Page excerpt:
____________
By Michael Kazin,
who teaches history at Georgetown University and is author of "A Godly Hero: The Life of William Jennings Bryan."
Wednesday, June 4, 2008
An Unauthorized Tour of the Populist Revolt Scaring Wall Street and Washington
By David Sirota
Crown. 385 pp. $25.95
This is a book in search of a movement. David Sirota, a 32-year-old progressive activist and journalist, spent a year on the road chronicling what he thinks are the stirrings of a mass revolt against the wealthy and the powerful. He may not have the Establishment quaking in its Guccis, but his always energetic, often ironic reporting certainly made the quest worthwhile.
Sirota spent most of his time getting to know grass-roots organizers and a few celebrities who think like organizers, all of them strong-willed Americans who like to rattle icons and challenge the comfortable. Near Puget Sound, he discovered a band of left-wing tech workers struggling to organize a union of part-timers at Microsoft's headquarters. In Dallas, he marveled as a group of shareholder activists, led by an eloquent nun named Pat Daly, faced down the CEO of ExxonMobil. In Manhattan, he met with true-believing staffers for "Lou Dobbs Tonight" as well as with the TV cynosure of anti-corporate, anti-alien fury himself. On the border between California and Mexico, he rode, cringing, with patrols of Minutemen who scoured the desert for illegal immigrants.
____________
Records shown:

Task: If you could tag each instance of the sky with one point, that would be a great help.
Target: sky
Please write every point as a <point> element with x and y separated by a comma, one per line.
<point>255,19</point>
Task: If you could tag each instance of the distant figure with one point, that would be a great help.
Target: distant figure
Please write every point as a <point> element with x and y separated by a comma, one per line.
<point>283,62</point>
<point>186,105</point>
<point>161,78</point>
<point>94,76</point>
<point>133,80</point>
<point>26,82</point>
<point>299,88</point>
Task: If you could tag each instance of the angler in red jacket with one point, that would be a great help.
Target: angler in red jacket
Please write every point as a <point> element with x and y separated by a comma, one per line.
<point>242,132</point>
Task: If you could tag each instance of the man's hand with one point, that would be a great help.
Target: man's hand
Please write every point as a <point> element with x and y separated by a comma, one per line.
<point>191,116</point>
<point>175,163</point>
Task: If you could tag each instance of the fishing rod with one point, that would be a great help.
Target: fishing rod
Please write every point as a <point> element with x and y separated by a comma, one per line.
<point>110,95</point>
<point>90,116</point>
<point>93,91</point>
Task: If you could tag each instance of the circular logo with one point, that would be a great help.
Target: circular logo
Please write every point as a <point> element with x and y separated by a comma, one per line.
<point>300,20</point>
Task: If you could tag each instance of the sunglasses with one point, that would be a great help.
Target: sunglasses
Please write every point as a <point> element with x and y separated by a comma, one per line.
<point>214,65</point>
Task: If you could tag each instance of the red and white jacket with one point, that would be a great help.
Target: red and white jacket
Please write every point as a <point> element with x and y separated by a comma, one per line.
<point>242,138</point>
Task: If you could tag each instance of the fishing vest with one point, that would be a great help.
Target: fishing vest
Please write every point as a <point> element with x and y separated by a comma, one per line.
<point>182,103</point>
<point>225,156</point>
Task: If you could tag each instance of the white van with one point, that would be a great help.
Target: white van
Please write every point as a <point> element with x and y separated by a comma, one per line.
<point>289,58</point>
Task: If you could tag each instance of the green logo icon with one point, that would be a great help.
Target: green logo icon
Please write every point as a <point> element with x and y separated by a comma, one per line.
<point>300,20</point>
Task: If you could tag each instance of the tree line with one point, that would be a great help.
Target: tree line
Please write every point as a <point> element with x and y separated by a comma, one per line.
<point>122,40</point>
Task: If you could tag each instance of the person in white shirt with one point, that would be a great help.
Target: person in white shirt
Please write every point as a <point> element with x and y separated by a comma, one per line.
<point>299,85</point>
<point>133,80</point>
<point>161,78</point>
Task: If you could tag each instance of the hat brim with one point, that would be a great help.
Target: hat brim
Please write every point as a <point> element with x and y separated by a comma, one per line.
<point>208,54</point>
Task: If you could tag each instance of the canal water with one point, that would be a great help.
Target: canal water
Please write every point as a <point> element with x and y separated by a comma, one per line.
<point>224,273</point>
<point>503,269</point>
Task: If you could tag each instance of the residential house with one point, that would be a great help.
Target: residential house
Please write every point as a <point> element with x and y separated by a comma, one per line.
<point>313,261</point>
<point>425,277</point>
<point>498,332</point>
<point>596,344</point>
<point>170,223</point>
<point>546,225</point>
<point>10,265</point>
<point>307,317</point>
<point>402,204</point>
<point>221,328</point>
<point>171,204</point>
____________
Problem:
From the book review, reproduce the passage between "Sirota spent most" and "for illegal immigrants.", inclusive, with no changes. The material that comes after the text plays no part in this work.

The completed task:
Sirota spent most of his time getting to know grass-roots organizers and a few celebrities who think like organizers, all of them strong-willed Americans who like to rattle icons and challenge the comfortable. Near Puget Sound, he discovered a band of left-wing tech workers struggling to organize a union of part-timers at Microsoft's headquarters. In Dallas, he marveled as a group of shareholder activists, led by an eloquent nun named Pat Daly, faced down the CEO of ExxonMobil. In Manhattan, he met with true-believing staffers for "Lou Dobbs Tonight" as well as with the TV cynosure of anti-corporate, anti-alien fury himself. On the border between California and Mexico, he rode, cringing, with patrols of Minutemen who scoured the desert for illegal immigrants.